What is required:
Every record should be written out exactly, with the pictures left out.

*** Input for this task ***

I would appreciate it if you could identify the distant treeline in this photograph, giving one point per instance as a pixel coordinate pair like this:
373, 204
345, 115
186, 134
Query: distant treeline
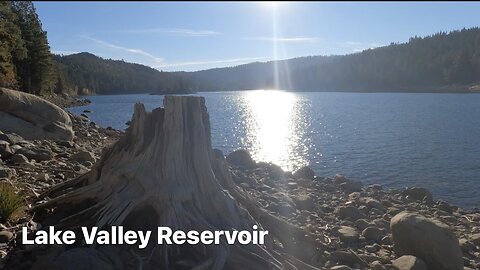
85, 73
445, 62
25, 59
27, 64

*** End of Input for this task ***

Exercise answer:
I would appreciate it if you could identify the distant treeline in this photograph, giving one point per instance as a pixel coordinate pair like this:
373, 204
345, 115
186, 134
Query: distant treeline
85, 73
445, 62
25, 59
27, 64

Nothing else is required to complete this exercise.